# REQUIREMENT
Please repeat each of the records that follow, exactly as written.

+ + + + + + +

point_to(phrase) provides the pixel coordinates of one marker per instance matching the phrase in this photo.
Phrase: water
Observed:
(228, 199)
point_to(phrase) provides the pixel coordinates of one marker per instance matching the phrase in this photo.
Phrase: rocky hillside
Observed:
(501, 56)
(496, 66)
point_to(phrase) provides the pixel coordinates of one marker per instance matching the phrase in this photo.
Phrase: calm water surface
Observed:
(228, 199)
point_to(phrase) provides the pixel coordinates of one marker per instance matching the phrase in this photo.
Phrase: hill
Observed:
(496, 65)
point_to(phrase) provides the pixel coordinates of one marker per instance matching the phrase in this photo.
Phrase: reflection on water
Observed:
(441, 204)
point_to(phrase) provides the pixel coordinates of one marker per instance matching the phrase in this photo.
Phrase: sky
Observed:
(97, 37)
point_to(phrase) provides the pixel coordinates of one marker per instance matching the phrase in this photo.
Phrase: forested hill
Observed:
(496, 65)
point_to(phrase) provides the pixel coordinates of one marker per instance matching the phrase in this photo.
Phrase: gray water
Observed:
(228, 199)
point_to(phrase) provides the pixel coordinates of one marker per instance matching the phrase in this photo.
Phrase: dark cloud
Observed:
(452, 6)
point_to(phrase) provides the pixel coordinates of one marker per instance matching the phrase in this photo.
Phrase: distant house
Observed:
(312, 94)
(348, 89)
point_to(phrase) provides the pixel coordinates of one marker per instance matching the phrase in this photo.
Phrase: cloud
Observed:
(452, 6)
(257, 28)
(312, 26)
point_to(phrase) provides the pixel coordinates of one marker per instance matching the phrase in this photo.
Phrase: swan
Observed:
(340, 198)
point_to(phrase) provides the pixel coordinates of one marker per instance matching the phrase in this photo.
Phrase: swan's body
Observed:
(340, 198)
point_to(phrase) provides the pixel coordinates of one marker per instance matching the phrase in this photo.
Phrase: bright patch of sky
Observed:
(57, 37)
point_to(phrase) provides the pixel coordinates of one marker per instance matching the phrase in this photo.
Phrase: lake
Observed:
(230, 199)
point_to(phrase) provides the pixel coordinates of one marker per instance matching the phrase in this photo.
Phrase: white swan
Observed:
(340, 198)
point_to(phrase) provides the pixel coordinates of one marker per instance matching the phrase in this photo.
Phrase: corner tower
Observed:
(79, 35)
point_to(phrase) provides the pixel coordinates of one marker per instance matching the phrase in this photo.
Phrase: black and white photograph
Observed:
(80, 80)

+ + + + + + +

# REPLY
point_to(phrase) provides the pixel coordinates of one marker per instance matching the phrase in this photo.
Phrase: water
Observed:
(228, 199)
point_to(phrase) provides the pixel coordinates of one marker per instance matching the phrase in this photo.
Phrase: rocky hillside
Observed:
(501, 56)
(496, 66)
point_to(phrase) provides the pixel coordinates of one marker per instance matching the phrase in this photo.
Phrase: calm water surface
Observed:
(228, 199)
point_to(phrase) provides the pixel coordinates of one marker per instance matching the phrase in this photo.
Phrase: hill
Observed:
(496, 65)
point_to(phrase) provides the pixel coordinates of one marker per instance matching the phrase in this photo.
Phrase: reflection on water
Observed:
(441, 204)
point_to(phrase) provides the pixel coordinates of one marker per instance matching the phrase in this photo.
Phrase: sky
Observed:
(97, 37)
point_to(phrase) provides the pixel coordinates of one marker per instance matching the phrase in this photo.
Phrase: forested hill
Observed:
(496, 65)
point_to(phrase) provides the pixel coordinates of one marker per instance matching the phrase in this photo.
Phrase: gray water
Observed:
(228, 199)
point_to(phrase) provides the pixel coordinates of one marker per instance matching the phrase in this photo.
Phrase: dark cloud
Observed:
(452, 6)
point_to(phrase) provides the pixel coordinates of one marker per instance matching the phrase in this photo.
Phrase: distant house
Observed:
(312, 94)
(348, 89)
point_to(phrase) provides the pixel coordinates of one marker per instance matching the phrase in this photo.
Phrase: cloud
Observed:
(452, 6)
(257, 28)
(312, 26)
point_to(phrase) provides the pixel coordinates of one marker per instance matching the phrase in this photo.
Phrase: swan
Observed:
(340, 198)
point_to(phrase) provides the pixel coordinates of one marker per instance matching the phrase in this photo.
Phrase: swan's body
Observed:
(340, 198)
point_to(phrase) provides the pixel coordinates of one marker per instance matching the phrase in this photo.
Phrase: bright patch of sky
Observed:
(57, 37)
point_to(phrase) provides the pixel coordinates of one marker per instance matching the phrase in this photo.
Phrase: lake
Observed:
(230, 199)
point_to(phrase) provides the pixel coordinates of one marker per instance matching the phrase in this photo.
Phrase: white swan
Observed:
(340, 198)
point_to(phrase) provides the pixel coordinates of one marker per instance matching the phrase in this photo.
Phrase: corner tower
Observed:
(79, 35)
point_to(phrase) provides the pixel coordinates of one marker per instance matching the phrase in this photo.
Phrase: black and white photograph
Observed:
(80, 80)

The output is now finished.